━━ INPUT MATERIAL ━━
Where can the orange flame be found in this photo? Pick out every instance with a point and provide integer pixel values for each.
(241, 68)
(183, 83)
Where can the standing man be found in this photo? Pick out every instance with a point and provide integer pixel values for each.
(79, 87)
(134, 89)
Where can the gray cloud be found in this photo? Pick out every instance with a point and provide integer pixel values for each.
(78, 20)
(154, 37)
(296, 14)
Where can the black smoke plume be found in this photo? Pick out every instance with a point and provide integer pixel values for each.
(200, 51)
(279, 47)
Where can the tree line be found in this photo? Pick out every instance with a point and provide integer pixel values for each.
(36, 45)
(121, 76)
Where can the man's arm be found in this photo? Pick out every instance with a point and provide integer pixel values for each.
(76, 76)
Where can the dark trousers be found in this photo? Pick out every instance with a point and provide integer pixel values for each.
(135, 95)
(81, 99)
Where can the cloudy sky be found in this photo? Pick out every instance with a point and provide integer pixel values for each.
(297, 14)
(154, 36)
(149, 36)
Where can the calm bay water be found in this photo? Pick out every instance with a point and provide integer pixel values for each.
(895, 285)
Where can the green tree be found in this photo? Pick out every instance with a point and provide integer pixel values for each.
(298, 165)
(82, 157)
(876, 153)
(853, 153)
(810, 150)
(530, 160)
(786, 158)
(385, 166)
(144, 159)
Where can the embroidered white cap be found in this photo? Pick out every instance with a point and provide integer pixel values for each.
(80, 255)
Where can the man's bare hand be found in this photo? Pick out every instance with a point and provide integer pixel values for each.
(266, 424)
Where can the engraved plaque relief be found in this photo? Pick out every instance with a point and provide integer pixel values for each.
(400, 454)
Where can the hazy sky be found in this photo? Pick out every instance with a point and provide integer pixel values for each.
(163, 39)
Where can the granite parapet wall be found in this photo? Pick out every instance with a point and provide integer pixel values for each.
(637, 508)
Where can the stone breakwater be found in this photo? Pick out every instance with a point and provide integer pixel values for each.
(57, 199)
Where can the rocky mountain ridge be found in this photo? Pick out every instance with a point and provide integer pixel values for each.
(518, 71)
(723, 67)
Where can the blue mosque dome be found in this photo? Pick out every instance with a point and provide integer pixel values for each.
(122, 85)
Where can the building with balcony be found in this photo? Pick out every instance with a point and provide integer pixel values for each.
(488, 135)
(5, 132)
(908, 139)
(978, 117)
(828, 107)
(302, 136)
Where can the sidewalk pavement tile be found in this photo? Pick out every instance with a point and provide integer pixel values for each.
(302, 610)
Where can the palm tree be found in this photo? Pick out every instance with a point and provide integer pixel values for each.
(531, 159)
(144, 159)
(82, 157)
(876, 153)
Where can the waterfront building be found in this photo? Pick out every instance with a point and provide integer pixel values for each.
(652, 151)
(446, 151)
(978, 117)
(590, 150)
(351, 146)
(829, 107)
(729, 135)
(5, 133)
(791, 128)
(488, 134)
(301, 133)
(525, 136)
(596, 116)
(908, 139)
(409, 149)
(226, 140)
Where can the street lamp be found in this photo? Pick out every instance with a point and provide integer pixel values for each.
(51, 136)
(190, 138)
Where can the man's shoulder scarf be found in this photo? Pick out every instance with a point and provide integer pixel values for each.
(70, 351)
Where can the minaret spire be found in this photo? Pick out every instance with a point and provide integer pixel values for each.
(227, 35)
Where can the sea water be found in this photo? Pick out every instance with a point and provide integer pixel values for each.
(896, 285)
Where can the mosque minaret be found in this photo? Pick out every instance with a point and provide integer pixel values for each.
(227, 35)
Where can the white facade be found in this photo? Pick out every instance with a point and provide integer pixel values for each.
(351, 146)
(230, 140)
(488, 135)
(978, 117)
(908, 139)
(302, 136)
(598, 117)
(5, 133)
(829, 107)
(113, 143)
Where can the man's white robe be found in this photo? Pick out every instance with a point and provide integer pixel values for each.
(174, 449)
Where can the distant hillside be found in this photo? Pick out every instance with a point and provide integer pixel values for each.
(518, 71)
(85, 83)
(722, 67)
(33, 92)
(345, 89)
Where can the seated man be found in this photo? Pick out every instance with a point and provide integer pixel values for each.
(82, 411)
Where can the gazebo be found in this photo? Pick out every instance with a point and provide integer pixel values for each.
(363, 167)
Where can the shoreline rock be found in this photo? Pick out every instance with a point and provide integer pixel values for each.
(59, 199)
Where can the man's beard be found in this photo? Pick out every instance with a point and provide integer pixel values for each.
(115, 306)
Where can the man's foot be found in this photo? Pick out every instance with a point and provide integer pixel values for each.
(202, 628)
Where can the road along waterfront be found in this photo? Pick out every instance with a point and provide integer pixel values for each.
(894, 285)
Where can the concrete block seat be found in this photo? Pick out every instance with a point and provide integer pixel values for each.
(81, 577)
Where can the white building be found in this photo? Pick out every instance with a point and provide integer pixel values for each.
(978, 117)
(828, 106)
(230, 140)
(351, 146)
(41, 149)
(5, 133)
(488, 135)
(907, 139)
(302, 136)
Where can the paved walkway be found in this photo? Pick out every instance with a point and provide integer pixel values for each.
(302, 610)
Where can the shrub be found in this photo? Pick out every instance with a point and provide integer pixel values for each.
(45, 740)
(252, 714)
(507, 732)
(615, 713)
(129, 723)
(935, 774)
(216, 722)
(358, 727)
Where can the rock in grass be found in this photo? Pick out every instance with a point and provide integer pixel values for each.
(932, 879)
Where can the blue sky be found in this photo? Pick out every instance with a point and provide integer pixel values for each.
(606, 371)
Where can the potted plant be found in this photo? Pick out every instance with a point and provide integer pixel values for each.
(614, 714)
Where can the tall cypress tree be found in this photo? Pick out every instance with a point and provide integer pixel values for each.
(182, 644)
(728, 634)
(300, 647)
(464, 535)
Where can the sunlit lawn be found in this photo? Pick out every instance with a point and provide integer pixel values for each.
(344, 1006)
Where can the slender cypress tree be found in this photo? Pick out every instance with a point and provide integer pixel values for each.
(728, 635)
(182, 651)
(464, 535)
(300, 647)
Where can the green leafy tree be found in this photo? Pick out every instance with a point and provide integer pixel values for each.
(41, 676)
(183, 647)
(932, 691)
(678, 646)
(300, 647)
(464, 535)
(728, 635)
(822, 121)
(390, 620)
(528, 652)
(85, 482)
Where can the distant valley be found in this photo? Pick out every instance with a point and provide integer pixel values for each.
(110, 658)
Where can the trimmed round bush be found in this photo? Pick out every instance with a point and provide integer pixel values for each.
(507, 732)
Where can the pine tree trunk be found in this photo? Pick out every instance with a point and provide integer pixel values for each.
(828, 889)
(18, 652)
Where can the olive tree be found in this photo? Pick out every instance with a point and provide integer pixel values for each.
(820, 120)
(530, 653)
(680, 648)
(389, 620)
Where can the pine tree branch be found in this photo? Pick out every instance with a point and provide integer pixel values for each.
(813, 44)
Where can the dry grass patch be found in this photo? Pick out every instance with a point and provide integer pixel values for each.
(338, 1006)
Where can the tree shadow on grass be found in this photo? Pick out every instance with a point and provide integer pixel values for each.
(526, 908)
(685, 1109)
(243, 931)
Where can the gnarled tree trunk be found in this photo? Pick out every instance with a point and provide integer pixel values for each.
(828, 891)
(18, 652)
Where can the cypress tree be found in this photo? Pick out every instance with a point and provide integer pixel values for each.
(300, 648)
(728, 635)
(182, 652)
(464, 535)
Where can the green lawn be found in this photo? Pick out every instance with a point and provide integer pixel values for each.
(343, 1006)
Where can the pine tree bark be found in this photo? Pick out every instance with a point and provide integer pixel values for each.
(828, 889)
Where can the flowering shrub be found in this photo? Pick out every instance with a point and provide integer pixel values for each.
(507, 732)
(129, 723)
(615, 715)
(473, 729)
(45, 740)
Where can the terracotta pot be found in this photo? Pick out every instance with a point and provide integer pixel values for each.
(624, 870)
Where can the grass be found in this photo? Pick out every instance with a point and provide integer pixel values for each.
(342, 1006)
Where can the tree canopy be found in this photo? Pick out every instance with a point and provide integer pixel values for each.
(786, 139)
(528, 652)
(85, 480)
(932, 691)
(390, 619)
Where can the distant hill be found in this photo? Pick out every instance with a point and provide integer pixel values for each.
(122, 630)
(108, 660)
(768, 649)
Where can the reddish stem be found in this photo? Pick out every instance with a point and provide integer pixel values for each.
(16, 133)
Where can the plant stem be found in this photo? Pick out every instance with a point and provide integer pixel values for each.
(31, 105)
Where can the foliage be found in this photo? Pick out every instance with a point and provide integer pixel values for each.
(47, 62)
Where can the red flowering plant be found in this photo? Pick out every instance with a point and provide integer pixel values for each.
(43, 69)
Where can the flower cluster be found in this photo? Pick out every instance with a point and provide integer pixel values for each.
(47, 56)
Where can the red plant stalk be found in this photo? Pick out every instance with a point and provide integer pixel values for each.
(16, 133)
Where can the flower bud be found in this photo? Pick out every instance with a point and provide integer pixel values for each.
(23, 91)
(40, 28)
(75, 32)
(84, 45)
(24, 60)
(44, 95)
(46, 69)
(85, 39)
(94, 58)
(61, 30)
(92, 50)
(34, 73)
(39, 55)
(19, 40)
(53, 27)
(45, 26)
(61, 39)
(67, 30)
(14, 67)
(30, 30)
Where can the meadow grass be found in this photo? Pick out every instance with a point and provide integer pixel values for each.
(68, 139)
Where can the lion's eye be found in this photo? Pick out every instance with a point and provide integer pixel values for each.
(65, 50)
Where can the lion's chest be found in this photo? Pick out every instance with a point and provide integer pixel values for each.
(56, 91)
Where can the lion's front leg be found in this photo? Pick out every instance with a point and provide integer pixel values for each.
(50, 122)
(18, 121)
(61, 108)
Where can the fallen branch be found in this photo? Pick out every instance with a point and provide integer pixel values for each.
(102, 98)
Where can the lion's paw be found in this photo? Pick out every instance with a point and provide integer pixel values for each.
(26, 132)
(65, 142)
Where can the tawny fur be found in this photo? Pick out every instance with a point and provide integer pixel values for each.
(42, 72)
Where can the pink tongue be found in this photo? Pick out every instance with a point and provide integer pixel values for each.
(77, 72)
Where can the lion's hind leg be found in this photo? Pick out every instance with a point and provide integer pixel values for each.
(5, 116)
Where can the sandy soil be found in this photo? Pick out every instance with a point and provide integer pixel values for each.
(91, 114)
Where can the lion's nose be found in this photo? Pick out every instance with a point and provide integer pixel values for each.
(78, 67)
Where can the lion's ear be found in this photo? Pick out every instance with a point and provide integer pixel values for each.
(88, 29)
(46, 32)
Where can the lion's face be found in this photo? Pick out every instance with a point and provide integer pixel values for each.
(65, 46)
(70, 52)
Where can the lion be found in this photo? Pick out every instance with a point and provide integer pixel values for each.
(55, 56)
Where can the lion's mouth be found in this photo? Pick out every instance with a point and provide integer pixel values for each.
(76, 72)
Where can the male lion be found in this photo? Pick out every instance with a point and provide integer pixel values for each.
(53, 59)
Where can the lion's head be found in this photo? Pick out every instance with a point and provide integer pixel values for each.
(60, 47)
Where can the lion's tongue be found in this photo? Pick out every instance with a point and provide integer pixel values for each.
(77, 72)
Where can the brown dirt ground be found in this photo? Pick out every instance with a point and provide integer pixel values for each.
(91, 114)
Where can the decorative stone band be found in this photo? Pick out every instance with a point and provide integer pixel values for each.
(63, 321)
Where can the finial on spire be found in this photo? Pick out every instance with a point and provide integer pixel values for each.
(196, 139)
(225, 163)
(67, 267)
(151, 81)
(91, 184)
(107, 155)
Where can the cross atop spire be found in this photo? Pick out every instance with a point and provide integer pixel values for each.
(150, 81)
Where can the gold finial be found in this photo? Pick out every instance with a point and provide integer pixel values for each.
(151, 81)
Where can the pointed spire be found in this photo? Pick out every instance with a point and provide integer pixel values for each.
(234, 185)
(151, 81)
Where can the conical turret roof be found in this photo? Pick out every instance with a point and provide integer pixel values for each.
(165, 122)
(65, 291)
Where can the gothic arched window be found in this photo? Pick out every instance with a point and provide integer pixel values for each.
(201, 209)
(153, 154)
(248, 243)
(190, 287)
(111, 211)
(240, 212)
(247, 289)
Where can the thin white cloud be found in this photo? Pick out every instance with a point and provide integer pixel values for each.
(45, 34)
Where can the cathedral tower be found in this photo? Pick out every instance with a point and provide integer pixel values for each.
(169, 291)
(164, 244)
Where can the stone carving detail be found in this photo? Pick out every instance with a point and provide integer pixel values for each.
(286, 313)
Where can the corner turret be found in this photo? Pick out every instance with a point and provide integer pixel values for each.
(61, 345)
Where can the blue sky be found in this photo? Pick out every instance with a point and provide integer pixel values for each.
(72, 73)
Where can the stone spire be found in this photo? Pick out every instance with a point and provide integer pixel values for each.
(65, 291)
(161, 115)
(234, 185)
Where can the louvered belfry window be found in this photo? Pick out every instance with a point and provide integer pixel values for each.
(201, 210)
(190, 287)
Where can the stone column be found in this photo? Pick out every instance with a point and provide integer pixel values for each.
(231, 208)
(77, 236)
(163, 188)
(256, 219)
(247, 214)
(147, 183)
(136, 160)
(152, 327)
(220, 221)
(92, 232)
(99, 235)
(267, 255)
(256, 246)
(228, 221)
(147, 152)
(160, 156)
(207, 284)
━━━
*AIM*
Set down, word for word, every line from the line that holds "Where can the corner" to the end of the entries above, including both ends.

*TASK OUTPUT*
Where can the corner turret be found in this photo? Pick out every instance with a point and provide integer pixel values for each.
(61, 345)
Where can the blue sky be found in this photo? Pick out every instance with a point and provide integer pixel values for each.
(72, 73)
Where can the stone spire be found in this photo? Pick out every instance with a point and provide integer pixel values for each.
(65, 291)
(161, 115)
(234, 185)
Where can the louvered belfry window be found in this photo? Pick out every instance with a point and provide integer pixel values for each.
(201, 210)
(190, 287)
Where can the stone column be found in this photo? Pick out every instance with a point and provide integer pixel values for each.
(231, 208)
(77, 236)
(163, 188)
(256, 219)
(247, 214)
(147, 183)
(136, 160)
(152, 327)
(220, 221)
(92, 232)
(99, 235)
(267, 255)
(256, 246)
(228, 221)
(147, 152)
(160, 156)
(207, 284)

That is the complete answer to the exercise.